**Source text**
Wednesday, December 24, 2008
Quack medicine making inroads
Below is an excerpt, without links, from a recent Sandy Szwarc article. Sandy is too polite to use the term "quack medicine" but that is what it is. Read the whole article for the full depressing story. I suppose quack medicine could be regarded as a self-administered placebo, though
This month, the American Academy of Pediatrics issued a new Guidance for the Clinician in Rendering Pediatric Care on using alternative modalities. This professional society supported pediatricians complementing their medical practices and the advice they give with alternative modalities (called CAM, holistic or integrative), incorrectly claiming that CAM use is increasing and more than a third of adults have used alternative modalities.
CAM was described as caring for the whole patient and considering their biological, psychological, family and social needs - all of which has been part of medical assessments and nursing care plans as long as I can remember. The real "distinction between CAM and mainstream medicine," said the AAP guideline, is that mainstream medicine includes practices that have undergone rigorous research. It reported that many alternative modalities have proven effective, lessening "the distinction between CAM and mainstream medicine," and that clinicians have an ethical responsibility to know about evidence-based CAM, and be open and respectful of CAM use.

**Given data**
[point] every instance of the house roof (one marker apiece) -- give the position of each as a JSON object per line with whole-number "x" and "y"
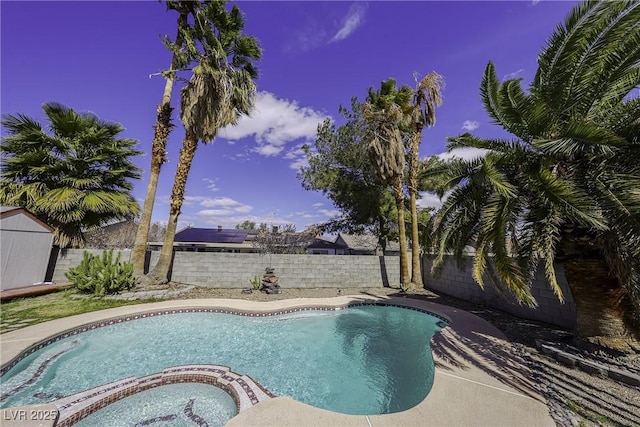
{"x": 213, "y": 235}
{"x": 365, "y": 242}
{"x": 325, "y": 244}
{"x": 7, "y": 211}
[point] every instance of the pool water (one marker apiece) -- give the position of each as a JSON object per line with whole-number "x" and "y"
{"x": 362, "y": 360}
{"x": 176, "y": 405}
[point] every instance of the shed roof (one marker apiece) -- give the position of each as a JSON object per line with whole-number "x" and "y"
{"x": 325, "y": 244}
{"x": 8, "y": 211}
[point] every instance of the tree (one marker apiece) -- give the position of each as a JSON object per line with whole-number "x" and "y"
{"x": 246, "y": 225}
{"x": 163, "y": 126}
{"x": 383, "y": 110}
{"x": 340, "y": 168}
{"x": 284, "y": 240}
{"x": 565, "y": 189}
{"x": 75, "y": 177}
{"x": 221, "y": 90}
{"x": 426, "y": 97}
{"x": 120, "y": 235}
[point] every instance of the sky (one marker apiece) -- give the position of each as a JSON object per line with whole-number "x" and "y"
{"x": 104, "y": 57}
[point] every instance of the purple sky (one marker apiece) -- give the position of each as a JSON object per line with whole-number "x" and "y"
{"x": 98, "y": 56}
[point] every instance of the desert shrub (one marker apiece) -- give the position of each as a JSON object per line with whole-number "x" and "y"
{"x": 100, "y": 275}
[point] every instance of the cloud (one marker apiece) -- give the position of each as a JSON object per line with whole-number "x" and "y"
{"x": 470, "y": 125}
{"x": 298, "y": 158}
{"x": 225, "y": 203}
{"x": 331, "y": 213}
{"x": 513, "y": 75}
{"x": 311, "y": 37}
{"x": 430, "y": 200}
{"x": 274, "y": 123}
{"x": 350, "y": 22}
{"x": 465, "y": 153}
{"x": 211, "y": 184}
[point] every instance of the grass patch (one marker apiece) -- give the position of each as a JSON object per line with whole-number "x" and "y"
{"x": 32, "y": 310}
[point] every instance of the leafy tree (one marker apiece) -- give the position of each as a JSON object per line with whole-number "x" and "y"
{"x": 120, "y": 235}
{"x": 565, "y": 189}
{"x": 75, "y": 177}
{"x": 221, "y": 89}
{"x": 422, "y": 113}
{"x": 180, "y": 59}
{"x": 340, "y": 168}
{"x": 383, "y": 110}
{"x": 284, "y": 240}
{"x": 246, "y": 225}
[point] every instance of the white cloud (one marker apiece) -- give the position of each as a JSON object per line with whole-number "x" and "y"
{"x": 268, "y": 150}
{"x": 466, "y": 153}
{"x": 274, "y": 123}
{"x": 470, "y": 125}
{"x": 430, "y": 200}
{"x": 298, "y": 158}
{"x": 226, "y": 203}
{"x": 350, "y": 22}
{"x": 513, "y": 75}
{"x": 211, "y": 184}
{"x": 331, "y": 213}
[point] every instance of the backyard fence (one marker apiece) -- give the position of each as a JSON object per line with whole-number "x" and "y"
{"x": 234, "y": 270}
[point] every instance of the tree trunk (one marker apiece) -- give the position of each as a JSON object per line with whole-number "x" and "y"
{"x": 158, "y": 158}
{"x": 604, "y": 311}
{"x": 416, "y": 275}
{"x": 161, "y": 270}
{"x": 402, "y": 236}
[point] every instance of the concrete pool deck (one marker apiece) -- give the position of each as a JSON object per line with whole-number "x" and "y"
{"x": 477, "y": 380}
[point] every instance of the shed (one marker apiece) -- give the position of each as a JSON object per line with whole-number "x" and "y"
{"x": 25, "y": 248}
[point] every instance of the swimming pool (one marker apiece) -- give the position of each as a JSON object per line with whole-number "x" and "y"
{"x": 367, "y": 359}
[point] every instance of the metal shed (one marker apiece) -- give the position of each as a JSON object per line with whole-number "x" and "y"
{"x": 25, "y": 248}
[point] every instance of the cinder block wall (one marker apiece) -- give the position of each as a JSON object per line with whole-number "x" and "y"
{"x": 460, "y": 284}
{"x": 227, "y": 270}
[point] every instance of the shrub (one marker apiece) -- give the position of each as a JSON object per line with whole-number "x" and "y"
{"x": 101, "y": 275}
{"x": 256, "y": 282}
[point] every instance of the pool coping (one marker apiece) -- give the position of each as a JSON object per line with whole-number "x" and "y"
{"x": 476, "y": 381}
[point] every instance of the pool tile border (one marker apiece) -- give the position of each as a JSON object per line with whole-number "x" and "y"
{"x": 245, "y": 391}
{"x": 127, "y": 318}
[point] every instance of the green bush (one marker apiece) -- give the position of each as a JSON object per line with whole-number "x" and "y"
{"x": 256, "y": 282}
{"x": 101, "y": 275}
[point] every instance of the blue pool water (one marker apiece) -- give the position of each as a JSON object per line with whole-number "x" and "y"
{"x": 174, "y": 405}
{"x": 361, "y": 360}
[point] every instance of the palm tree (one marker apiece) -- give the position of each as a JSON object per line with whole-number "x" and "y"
{"x": 383, "y": 109}
{"x": 426, "y": 97}
{"x": 162, "y": 129}
{"x": 565, "y": 190}
{"x": 75, "y": 177}
{"x": 221, "y": 90}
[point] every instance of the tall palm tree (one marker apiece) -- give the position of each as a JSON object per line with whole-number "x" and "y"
{"x": 221, "y": 90}
{"x": 162, "y": 128}
{"x": 75, "y": 177}
{"x": 426, "y": 97}
{"x": 565, "y": 189}
{"x": 383, "y": 109}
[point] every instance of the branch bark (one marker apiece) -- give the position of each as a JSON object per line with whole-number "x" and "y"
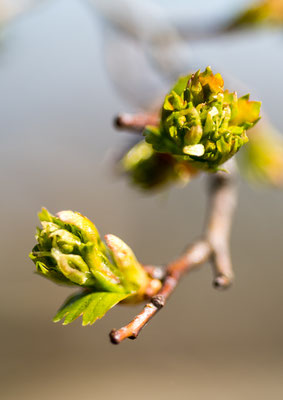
{"x": 214, "y": 246}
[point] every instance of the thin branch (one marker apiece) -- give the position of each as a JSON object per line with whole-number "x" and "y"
{"x": 214, "y": 246}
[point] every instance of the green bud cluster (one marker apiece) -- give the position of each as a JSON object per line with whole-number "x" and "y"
{"x": 69, "y": 251}
{"x": 201, "y": 123}
{"x": 261, "y": 161}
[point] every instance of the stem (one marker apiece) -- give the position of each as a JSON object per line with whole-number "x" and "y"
{"x": 214, "y": 245}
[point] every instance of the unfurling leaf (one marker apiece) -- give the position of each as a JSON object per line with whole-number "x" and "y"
{"x": 262, "y": 159}
{"x": 70, "y": 251}
{"x": 201, "y": 127}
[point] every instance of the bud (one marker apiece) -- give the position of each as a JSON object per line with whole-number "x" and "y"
{"x": 262, "y": 159}
{"x": 70, "y": 251}
{"x": 201, "y": 123}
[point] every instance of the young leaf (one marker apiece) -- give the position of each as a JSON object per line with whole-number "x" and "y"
{"x": 91, "y": 306}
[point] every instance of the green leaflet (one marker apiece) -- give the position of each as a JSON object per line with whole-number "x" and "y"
{"x": 201, "y": 127}
{"x": 69, "y": 251}
{"x": 91, "y": 306}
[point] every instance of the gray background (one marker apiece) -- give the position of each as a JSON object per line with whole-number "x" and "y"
{"x": 57, "y": 103}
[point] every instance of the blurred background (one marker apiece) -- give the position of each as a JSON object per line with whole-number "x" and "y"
{"x": 66, "y": 69}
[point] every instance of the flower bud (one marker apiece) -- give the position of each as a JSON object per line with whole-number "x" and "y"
{"x": 149, "y": 169}
{"x": 70, "y": 251}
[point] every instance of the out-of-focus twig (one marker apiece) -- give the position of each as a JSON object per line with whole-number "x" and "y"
{"x": 214, "y": 246}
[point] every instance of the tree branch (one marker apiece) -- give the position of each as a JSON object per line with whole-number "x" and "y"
{"x": 214, "y": 246}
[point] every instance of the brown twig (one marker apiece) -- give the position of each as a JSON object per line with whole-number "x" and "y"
{"x": 136, "y": 122}
{"x": 214, "y": 245}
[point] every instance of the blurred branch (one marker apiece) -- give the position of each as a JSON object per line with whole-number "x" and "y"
{"x": 214, "y": 245}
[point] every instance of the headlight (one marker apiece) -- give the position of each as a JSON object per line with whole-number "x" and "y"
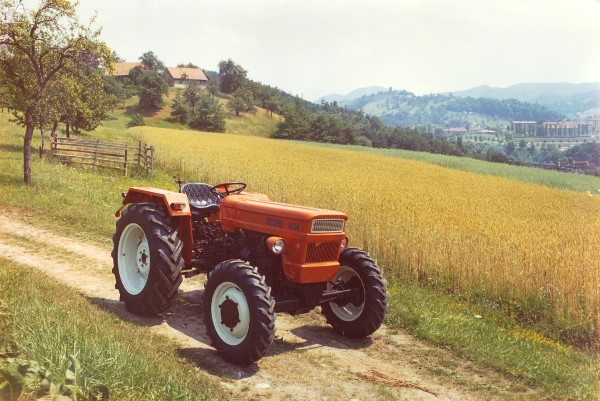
{"x": 275, "y": 245}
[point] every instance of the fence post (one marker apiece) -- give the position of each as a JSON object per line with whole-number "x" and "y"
{"x": 96, "y": 153}
{"x": 151, "y": 159}
{"x": 125, "y": 164}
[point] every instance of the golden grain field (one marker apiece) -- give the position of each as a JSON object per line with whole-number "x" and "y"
{"x": 518, "y": 242}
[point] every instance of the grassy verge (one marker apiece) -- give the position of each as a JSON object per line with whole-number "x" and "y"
{"x": 551, "y": 179}
{"x": 82, "y": 348}
{"x": 485, "y": 335}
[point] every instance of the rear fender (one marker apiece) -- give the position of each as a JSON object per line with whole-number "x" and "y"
{"x": 174, "y": 203}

**What the exercise asks**
Reproduce the quack medicine post word for word, starting at "Wednesday, December 24, 2008" and ending at "used alternative modalities.".

**Problem solution**
Wednesday, December 24, 2008
Quack medicine making inroads
Below is an excerpt, without links, from a recent Sandy Szwarc article. Sandy is too polite to use the term "quack medicine" but that is what it is. Read the whole article for the full depressing story. I suppose quack medicine could be regarded as a self-administered placebo, though
This month, the American Academy of Pediatrics issued a new Guidance for the Clinician in Rendering Pediatric Care on using alternative modalities. This professional society supported pediatricians complementing their medical practices and the advice they give with alternative modalities (called CAM, holistic or integrative), incorrectly claiming that CAM use is increasing and more than a third of adults have used alternative modalities.